== Task goal ==
Each line from the one with "locate large window -- one point per instance" through the final line of the entries below must be printed exactly, and the pictures must not be.
>>>>
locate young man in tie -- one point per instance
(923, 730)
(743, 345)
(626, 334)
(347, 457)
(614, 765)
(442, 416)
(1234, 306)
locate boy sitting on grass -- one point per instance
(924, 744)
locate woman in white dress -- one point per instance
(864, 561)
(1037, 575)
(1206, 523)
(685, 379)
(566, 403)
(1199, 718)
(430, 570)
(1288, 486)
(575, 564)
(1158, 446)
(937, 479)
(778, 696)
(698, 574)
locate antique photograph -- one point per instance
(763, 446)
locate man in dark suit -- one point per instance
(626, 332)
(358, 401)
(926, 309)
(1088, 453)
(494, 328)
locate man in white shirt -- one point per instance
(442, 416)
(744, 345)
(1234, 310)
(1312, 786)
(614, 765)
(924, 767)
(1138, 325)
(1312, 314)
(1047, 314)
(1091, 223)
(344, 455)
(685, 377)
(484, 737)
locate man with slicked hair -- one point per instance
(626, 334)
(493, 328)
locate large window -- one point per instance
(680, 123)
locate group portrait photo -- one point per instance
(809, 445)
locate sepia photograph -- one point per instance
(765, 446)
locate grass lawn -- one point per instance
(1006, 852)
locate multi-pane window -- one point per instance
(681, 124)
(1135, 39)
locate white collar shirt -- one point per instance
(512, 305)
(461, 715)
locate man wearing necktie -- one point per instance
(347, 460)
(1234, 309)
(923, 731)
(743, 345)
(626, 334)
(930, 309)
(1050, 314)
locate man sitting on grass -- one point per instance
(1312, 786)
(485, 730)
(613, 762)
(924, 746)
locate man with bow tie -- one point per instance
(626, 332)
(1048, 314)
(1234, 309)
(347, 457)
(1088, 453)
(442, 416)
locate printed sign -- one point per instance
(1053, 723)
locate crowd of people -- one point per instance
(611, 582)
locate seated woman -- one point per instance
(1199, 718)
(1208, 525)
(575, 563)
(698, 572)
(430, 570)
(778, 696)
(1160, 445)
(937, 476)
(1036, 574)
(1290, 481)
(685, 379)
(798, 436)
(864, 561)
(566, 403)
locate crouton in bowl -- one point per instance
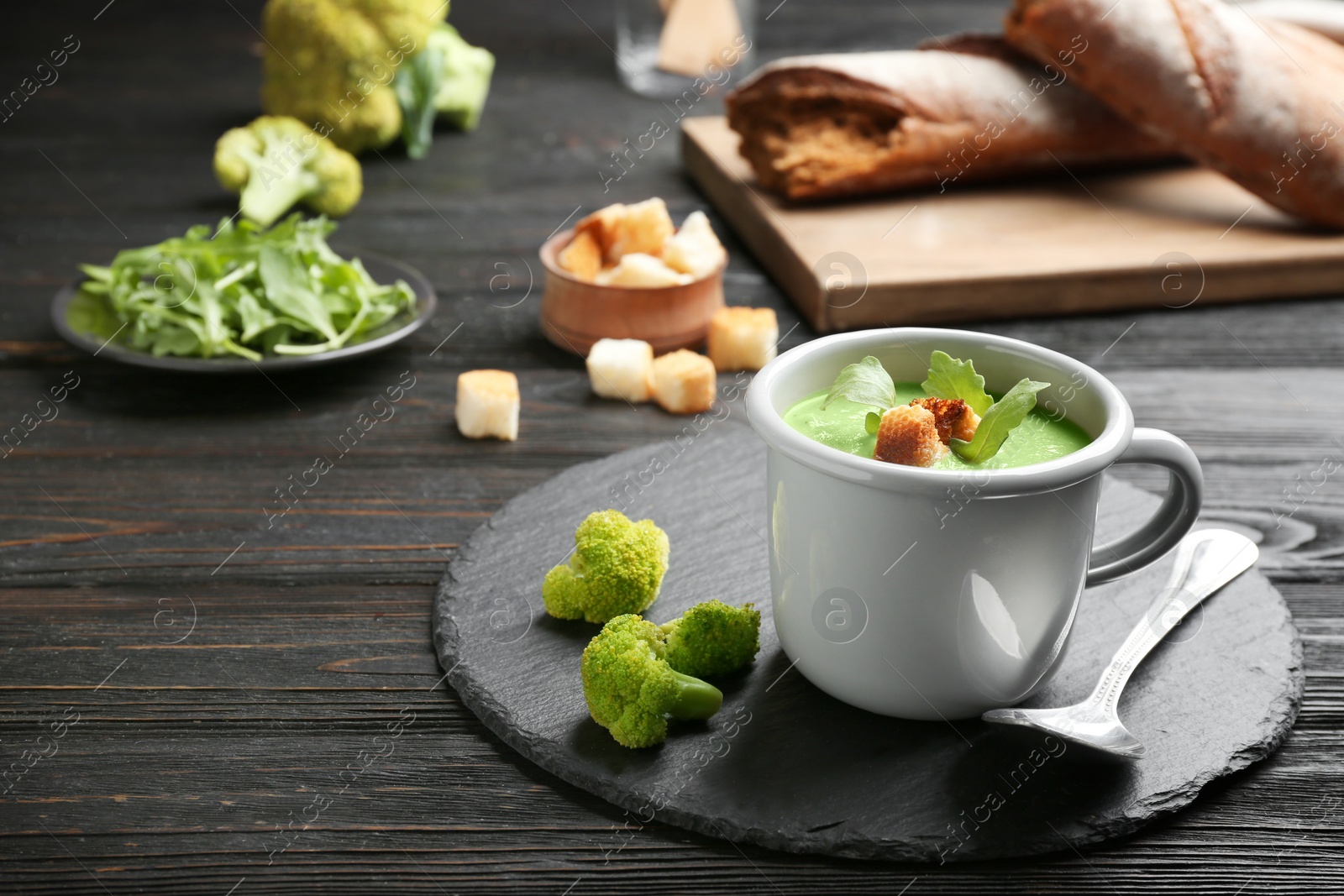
(624, 271)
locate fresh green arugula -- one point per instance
(998, 423)
(864, 383)
(244, 291)
(952, 378)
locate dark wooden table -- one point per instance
(190, 681)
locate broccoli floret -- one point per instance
(277, 161)
(631, 689)
(449, 78)
(331, 63)
(712, 638)
(617, 567)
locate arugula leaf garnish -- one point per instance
(864, 383)
(953, 378)
(999, 421)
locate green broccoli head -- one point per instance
(712, 638)
(277, 161)
(617, 567)
(331, 63)
(449, 78)
(631, 689)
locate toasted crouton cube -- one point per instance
(743, 338)
(909, 436)
(643, 228)
(602, 226)
(582, 257)
(487, 405)
(622, 369)
(644, 270)
(694, 249)
(953, 418)
(683, 382)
<<<<
== Task solution ==
locate large window -- one point per instance
(680, 123)
locate group portrait photo -- one point per instance
(809, 445)
locate sepia photograph -- one point per instance
(765, 446)
locate grass lawn -- one point per instance
(1006, 852)
locate multi-pane window -- one point per instance
(681, 124)
(1135, 39)
locate white collar shirt -- one point per instance
(512, 305)
(461, 715)
locate man wearing necktie -- one point per instance
(347, 460)
(1234, 309)
(923, 731)
(743, 345)
(626, 334)
(930, 309)
(1050, 314)
locate man sitting on grass -- one point per instance
(1312, 786)
(485, 730)
(613, 762)
(924, 746)
locate man with bow tie -- one point per instance
(626, 332)
(1048, 314)
(1234, 309)
(347, 457)
(1088, 453)
(442, 416)
locate printed sign -- one point per instance
(1053, 723)
locate crowd of people -- one point per instance
(611, 582)
locate seated woman -- one point per instance
(1199, 718)
(1208, 525)
(575, 563)
(698, 572)
(430, 570)
(778, 696)
(1160, 445)
(937, 476)
(1036, 574)
(1290, 481)
(685, 379)
(798, 436)
(864, 561)
(566, 403)
locate crouton in bowl -- one point per instance
(624, 271)
locate fresh green arugula -- one point per instance
(998, 423)
(864, 383)
(244, 291)
(952, 378)
locate dark wooden table -- one point per instance
(190, 681)
locate broccoli floret -- one point per instance
(277, 161)
(631, 689)
(449, 78)
(331, 63)
(712, 638)
(617, 567)
locate arugula leaf garnish -- one point per instance
(864, 383)
(953, 378)
(999, 421)
locate green broccoli head -- one point per instance
(712, 638)
(277, 161)
(617, 567)
(331, 63)
(449, 78)
(631, 689)
locate toasted crouton cube -- one point per instance
(743, 338)
(909, 436)
(643, 228)
(602, 226)
(582, 257)
(487, 405)
(622, 369)
(644, 270)
(694, 249)
(953, 418)
(683, 382)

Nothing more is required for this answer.